- [Problem description] Extend the passage on phishing scams that abuse Google services, continuing after its last sentence.

- [Selected text]

________________

Threat actors are using Firebase to create phishing landing pages that can include images, dynamic content, and process forms. As Firebase pages utilize a generic https://firebasestorage.googleapis.com URL, Armorblox states they will not be “blocked by any security filters due to its inherent legitimacy.”
Below you can see a phishing email login form created on Firebase.
Google offers a free web hosting platform called Google Sites that allows users to create simplistic web sites that are served from the sites.google.com domain.
In an example shared by Armorblox, we can see a Google Sites page that hosts a fake Microsoft sign-in form to steal a user’s Microsoft account credentials.
Finally, the most common Google service being used in phishing scams is Google Docs. Not only is this service used to redirect recipients to credential theft and accounting scams, but also to deliver malware.

________________

- [Entries provided]

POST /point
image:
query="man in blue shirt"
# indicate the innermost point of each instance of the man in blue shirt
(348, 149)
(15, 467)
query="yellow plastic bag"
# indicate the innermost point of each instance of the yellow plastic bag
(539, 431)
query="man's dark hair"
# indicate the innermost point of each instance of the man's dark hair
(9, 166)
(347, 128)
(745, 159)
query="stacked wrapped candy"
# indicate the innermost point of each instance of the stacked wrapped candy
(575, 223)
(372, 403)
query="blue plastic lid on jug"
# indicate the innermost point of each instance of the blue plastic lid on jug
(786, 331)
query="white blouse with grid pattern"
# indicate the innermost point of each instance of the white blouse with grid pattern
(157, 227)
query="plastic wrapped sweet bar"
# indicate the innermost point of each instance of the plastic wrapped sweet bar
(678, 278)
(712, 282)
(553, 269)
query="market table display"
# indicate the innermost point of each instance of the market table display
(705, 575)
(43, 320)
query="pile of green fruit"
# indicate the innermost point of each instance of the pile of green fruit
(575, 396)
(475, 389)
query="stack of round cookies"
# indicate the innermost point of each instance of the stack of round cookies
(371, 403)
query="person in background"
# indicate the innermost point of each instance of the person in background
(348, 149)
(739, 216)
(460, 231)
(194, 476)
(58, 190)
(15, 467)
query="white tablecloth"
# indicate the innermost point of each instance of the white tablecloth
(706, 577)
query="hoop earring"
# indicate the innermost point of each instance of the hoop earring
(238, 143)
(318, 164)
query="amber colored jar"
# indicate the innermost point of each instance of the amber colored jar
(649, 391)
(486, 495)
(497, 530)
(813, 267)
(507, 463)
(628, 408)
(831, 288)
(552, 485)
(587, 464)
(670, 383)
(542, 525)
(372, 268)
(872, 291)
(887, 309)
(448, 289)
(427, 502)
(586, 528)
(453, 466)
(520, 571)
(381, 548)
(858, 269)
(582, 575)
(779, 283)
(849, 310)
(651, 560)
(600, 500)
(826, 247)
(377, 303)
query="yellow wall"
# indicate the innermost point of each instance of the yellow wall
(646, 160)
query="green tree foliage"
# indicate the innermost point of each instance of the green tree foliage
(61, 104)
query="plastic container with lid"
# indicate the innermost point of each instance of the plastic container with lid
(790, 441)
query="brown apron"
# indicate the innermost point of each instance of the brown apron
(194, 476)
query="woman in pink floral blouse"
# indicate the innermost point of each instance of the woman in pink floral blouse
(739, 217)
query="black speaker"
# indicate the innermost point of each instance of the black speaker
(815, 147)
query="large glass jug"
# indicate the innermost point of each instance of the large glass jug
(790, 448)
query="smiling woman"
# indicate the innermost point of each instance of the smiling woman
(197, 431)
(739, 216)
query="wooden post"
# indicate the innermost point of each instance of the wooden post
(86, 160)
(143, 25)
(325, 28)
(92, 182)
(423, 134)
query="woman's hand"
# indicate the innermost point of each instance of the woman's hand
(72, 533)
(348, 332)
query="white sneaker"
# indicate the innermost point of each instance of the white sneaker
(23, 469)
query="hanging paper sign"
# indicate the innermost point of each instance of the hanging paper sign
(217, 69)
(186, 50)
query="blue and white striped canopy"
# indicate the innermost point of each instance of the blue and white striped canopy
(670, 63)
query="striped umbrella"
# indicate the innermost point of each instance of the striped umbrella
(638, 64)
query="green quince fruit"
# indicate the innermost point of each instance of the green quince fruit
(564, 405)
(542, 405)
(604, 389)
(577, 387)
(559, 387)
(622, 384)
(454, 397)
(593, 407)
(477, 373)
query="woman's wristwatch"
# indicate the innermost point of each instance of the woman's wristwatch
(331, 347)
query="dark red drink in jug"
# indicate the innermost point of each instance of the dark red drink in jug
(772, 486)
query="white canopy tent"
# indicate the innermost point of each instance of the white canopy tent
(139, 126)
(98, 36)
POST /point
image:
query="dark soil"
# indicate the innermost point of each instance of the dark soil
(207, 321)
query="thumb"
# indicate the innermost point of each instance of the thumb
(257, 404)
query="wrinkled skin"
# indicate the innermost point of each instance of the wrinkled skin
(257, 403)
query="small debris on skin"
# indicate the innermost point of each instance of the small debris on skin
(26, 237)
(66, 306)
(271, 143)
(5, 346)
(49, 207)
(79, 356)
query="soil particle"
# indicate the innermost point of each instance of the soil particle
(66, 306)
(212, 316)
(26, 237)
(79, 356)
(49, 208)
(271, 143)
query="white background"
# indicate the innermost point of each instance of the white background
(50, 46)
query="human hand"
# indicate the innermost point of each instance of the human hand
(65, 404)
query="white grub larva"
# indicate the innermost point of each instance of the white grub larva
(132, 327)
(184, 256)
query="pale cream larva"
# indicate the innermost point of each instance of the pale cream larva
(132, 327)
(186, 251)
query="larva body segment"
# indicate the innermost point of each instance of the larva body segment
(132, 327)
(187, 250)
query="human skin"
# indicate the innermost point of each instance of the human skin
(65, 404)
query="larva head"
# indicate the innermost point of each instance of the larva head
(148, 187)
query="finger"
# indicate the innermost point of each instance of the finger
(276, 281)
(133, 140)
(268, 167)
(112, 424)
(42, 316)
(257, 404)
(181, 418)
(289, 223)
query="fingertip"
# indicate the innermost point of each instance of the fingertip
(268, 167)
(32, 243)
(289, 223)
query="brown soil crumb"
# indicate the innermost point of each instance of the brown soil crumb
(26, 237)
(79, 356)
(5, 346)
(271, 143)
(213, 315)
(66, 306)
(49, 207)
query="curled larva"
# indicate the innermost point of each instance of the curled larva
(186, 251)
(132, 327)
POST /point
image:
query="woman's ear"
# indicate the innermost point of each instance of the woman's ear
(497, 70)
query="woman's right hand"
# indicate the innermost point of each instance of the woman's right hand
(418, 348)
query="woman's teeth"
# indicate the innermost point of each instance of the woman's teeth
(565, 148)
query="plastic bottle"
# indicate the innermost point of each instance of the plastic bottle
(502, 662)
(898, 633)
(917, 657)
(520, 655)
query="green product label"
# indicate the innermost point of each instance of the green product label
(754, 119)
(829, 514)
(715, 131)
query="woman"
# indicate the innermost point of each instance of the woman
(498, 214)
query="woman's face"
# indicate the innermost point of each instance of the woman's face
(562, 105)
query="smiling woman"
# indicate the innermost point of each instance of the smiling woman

________________

- [Answer to this exercise]
As Google Docs is so heavily used, almost all new documents will bypass secure email gateways until they have been identified as malicious.
“Since Google Docs is ever present in our daily lives, the average recipient wouldn’t be surprised to see a Google Docs link in an email from a colleague. It won’t be blocked by any email security filter either – not on Day 0, at any rate. Using a Google Doc in this email is meant to trick both the recipient’s eye test and traditional security layers,” Armorblox explains in their report.
For example, you can see a fake ‘payslip’ download page that redirects users to a page that steals credentials.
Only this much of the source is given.